-- Begin EXTRACTED RECORDS --

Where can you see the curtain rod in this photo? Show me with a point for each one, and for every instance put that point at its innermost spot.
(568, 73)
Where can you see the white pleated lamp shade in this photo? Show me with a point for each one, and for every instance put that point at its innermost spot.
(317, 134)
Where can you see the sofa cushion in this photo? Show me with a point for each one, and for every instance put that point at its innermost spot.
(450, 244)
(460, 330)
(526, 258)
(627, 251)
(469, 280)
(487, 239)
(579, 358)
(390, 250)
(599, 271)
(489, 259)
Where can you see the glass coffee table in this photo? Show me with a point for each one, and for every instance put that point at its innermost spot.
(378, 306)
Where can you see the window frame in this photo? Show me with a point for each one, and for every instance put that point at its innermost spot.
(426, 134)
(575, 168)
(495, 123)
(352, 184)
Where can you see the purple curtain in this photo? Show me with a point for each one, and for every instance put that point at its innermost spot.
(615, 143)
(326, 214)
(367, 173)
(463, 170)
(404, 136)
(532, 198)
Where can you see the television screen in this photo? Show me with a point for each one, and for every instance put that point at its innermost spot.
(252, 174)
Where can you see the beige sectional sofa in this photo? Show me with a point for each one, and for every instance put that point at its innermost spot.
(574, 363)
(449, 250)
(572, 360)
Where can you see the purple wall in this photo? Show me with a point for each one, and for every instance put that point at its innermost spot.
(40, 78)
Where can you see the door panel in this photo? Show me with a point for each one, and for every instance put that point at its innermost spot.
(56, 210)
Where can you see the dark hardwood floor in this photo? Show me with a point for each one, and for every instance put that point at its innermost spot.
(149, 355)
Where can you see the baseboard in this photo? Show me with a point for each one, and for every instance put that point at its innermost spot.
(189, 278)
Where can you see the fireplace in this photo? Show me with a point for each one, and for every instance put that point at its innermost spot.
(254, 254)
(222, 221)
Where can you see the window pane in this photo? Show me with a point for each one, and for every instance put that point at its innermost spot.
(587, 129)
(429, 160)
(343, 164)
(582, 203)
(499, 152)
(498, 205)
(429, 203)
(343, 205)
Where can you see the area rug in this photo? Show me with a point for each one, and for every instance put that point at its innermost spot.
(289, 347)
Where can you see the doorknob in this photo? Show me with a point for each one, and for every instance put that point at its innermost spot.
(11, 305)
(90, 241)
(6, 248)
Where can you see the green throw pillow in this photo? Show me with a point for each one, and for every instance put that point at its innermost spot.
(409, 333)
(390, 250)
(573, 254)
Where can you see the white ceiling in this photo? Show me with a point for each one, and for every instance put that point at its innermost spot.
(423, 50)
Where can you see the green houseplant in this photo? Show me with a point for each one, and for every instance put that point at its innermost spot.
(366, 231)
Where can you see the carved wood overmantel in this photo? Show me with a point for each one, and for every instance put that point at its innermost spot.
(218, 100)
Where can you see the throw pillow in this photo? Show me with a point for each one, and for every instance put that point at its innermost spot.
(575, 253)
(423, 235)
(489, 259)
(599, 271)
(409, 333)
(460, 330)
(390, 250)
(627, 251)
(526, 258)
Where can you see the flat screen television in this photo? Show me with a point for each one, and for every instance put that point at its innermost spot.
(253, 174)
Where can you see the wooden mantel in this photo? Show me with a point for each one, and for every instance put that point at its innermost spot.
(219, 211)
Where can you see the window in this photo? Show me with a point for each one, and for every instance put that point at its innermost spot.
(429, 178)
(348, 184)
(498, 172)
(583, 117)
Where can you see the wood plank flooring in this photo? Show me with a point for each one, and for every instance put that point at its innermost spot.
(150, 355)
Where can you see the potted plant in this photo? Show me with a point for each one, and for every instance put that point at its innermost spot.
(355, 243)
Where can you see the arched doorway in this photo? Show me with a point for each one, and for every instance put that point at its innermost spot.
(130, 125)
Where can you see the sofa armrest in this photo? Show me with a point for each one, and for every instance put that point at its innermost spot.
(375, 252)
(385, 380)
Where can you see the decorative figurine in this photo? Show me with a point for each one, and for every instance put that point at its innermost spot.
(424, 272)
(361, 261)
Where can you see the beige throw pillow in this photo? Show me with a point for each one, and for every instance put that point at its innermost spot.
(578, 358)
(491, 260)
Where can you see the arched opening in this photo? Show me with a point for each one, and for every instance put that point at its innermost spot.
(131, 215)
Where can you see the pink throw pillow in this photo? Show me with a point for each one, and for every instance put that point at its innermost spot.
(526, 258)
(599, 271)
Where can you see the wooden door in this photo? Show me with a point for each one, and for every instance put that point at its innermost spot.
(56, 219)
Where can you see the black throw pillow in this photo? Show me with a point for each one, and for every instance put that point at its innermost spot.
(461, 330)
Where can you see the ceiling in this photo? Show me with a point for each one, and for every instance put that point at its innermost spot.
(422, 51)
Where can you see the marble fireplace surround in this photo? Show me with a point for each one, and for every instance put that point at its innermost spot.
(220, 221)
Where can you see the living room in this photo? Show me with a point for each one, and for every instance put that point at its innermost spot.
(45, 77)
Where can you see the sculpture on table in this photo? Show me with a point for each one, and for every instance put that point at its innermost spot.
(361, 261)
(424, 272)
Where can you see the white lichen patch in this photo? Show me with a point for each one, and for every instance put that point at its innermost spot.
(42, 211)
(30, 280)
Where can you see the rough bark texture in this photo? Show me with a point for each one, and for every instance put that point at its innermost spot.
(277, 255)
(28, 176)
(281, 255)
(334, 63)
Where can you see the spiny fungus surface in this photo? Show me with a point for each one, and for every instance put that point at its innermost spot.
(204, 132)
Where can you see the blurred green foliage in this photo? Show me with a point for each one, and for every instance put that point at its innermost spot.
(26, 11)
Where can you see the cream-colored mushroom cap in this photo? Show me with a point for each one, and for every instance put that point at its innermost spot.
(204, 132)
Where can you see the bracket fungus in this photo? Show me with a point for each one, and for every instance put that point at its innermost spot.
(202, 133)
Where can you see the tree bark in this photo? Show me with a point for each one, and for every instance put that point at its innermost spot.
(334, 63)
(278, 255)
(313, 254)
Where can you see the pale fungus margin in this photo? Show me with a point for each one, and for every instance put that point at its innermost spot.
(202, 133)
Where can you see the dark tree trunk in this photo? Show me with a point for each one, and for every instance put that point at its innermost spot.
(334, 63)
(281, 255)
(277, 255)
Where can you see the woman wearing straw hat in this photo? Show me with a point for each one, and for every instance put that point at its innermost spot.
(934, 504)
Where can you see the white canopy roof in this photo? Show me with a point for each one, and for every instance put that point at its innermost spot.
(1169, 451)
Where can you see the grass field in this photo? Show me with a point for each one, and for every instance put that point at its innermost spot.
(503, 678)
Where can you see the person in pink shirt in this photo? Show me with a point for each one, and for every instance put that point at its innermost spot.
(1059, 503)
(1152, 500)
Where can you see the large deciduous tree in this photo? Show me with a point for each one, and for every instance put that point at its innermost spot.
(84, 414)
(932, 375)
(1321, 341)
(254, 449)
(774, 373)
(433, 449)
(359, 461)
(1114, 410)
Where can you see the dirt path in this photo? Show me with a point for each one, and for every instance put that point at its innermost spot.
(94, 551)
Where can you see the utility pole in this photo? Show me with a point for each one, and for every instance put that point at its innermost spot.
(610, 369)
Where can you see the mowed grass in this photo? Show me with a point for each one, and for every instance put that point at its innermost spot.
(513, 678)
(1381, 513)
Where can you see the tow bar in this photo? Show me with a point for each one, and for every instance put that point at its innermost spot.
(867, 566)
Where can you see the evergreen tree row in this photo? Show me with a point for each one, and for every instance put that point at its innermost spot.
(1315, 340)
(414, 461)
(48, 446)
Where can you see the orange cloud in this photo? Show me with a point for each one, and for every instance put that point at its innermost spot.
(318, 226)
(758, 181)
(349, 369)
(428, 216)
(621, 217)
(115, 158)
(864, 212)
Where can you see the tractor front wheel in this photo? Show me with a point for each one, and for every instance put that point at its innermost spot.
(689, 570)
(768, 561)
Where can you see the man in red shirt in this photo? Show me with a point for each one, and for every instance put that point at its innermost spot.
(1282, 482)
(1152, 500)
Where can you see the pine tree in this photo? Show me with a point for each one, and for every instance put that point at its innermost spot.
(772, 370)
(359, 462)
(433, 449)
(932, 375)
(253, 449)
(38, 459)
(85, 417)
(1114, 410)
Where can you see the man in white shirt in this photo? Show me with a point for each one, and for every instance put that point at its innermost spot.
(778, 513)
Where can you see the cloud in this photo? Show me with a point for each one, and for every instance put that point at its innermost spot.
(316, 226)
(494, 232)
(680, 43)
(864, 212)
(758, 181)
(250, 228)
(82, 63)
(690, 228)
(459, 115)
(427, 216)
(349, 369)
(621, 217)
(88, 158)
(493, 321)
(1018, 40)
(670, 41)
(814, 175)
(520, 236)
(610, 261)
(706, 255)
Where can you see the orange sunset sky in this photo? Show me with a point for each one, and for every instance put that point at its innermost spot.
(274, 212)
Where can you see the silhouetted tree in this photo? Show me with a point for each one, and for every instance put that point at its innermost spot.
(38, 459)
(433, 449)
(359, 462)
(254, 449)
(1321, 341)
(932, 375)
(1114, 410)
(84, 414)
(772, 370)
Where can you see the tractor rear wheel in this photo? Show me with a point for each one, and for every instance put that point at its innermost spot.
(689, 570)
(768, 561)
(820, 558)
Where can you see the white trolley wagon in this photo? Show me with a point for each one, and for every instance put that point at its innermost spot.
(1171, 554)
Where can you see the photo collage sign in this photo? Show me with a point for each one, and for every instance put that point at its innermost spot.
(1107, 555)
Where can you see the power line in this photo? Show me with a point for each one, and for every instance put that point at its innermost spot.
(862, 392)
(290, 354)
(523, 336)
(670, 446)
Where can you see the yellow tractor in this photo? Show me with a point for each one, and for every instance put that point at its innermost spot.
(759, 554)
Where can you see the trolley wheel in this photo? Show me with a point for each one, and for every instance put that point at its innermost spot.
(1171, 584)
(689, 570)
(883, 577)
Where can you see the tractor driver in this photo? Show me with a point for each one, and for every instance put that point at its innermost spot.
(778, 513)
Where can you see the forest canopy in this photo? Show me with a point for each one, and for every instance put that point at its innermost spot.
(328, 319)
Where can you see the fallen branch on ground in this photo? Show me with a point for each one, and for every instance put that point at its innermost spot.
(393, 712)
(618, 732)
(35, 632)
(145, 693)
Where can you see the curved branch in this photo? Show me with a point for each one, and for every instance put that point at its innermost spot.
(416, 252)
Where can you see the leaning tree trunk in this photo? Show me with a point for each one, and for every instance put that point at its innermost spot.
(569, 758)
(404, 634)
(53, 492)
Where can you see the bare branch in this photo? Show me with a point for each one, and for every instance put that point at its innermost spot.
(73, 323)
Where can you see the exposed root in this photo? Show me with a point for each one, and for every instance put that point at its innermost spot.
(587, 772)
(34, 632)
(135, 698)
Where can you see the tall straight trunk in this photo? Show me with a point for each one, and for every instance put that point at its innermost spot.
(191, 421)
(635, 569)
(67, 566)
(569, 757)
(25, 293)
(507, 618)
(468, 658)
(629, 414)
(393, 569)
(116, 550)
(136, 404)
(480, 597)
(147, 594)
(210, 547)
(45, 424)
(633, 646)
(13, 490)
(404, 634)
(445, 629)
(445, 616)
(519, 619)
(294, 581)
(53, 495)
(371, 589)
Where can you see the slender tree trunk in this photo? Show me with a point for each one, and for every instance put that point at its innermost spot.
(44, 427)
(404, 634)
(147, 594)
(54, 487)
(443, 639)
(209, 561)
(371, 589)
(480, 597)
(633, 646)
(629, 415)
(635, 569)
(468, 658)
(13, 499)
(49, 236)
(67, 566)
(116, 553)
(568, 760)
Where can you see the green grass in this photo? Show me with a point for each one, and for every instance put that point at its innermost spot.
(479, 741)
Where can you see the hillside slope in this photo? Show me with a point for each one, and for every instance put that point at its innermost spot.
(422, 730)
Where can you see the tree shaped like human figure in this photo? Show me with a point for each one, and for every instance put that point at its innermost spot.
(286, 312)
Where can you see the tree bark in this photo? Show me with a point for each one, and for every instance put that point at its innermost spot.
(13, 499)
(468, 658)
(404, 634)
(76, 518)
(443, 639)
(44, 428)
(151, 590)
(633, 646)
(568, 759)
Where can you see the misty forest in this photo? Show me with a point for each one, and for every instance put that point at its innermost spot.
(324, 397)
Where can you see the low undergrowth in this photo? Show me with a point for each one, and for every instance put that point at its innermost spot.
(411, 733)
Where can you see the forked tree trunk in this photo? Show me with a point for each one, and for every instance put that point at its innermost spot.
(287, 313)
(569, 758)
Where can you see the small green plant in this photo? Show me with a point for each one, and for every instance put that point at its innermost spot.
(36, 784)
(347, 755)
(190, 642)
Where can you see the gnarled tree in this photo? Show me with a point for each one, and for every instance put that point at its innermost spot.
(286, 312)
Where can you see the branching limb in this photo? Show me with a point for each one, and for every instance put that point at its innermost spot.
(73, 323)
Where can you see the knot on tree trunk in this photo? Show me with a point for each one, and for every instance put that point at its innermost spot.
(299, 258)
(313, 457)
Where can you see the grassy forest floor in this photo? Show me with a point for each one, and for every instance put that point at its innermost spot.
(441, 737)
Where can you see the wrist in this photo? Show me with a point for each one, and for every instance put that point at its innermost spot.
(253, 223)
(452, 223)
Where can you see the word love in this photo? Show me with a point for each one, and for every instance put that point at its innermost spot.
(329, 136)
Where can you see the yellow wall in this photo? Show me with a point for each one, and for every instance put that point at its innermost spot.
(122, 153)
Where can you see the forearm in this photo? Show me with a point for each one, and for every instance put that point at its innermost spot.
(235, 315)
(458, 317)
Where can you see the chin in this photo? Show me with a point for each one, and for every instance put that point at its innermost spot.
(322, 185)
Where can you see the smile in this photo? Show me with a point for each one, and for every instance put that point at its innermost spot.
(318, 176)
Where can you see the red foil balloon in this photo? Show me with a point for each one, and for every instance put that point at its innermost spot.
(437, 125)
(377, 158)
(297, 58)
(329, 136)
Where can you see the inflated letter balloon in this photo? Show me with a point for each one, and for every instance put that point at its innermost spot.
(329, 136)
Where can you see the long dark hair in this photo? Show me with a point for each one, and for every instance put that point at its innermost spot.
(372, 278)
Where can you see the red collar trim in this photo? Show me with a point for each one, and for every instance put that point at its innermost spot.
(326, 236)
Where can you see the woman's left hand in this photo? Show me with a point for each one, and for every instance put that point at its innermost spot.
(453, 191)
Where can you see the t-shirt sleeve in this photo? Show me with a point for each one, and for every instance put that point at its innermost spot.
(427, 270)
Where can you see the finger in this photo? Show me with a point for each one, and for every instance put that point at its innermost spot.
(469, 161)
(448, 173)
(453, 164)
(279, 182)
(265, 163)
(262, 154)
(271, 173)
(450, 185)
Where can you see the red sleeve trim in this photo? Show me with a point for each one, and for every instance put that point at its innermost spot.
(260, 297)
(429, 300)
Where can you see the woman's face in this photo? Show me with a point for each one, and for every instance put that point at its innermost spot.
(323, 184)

-- End EXTRACTED RECORDS --

▶ **GOAL**
Print only the lines from the one with "Where can you see the finger" to the end of the records, both included.

▶ **REPLY TO THE EXERCISE**
Where can you see the finger in this photo? Show me with a point for each one, and for every instance put that point at its innermost spot.
(469, 161)
(448, 173)
(453, 164)
(279, 182)
(265, 163)
(262, 154)
(271, 173)
(450, 185)
Where can you see the red sleeve trim in this photo? Show me with a point for each one, and for every instance put that point at its innermost spot.
(260, 297)
(429, 300)
Where can you see the woman's face in this photo? Show me with a point for each one, and for every instance put that point at its innermost spot.
(323, 184)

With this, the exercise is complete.